- _TASK INSTRUCTIONS_
Report every line of the records beneath this task that holds the string "shorts".

Data extracted from a collection
===============
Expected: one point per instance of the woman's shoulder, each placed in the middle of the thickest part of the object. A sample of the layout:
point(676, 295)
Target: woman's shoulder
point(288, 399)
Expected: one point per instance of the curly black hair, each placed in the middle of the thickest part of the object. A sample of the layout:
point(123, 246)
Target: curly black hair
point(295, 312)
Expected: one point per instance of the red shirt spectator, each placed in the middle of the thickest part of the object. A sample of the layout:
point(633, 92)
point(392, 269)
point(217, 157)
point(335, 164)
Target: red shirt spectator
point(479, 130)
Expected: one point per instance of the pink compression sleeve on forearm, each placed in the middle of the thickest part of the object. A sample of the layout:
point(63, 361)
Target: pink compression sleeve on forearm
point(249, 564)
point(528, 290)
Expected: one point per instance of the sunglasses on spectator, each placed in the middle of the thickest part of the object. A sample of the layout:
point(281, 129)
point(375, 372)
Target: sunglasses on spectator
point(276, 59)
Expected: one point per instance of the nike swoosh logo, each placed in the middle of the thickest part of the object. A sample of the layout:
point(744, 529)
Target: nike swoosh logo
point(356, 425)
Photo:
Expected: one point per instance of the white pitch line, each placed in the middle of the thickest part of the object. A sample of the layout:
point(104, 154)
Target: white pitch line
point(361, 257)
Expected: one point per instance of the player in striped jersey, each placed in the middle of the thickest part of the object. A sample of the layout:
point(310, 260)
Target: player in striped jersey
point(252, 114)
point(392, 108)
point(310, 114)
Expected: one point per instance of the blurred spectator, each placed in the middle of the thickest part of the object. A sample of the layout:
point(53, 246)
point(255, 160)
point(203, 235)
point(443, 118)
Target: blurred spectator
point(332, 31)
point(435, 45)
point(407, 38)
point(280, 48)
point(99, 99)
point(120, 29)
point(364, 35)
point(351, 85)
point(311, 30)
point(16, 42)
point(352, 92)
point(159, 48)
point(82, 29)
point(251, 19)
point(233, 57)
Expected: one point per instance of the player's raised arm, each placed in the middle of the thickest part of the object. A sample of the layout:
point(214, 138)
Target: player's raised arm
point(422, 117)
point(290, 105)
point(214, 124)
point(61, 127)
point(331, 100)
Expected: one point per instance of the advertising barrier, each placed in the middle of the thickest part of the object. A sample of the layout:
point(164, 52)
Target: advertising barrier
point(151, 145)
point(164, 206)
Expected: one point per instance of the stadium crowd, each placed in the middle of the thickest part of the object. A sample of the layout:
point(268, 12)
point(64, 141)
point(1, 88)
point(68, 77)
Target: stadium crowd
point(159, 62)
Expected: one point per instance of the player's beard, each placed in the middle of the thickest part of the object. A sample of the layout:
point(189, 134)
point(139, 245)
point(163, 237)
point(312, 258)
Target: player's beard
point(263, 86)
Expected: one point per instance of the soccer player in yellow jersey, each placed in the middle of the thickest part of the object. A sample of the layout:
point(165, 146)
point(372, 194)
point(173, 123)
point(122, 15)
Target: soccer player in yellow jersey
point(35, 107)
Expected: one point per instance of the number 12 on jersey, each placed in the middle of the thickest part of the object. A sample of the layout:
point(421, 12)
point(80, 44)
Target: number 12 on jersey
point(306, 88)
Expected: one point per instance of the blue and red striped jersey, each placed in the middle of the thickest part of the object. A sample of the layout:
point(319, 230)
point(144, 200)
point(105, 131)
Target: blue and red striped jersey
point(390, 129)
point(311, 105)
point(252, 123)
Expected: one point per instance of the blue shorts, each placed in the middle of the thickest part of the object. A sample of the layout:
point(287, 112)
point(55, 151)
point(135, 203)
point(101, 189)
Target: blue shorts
===============
- _TASK RESULT_
Expected: one point per instance of the blue shorts, each placed in the middle of the thickest part of the object. A sample of the layout:
Target: blue shorts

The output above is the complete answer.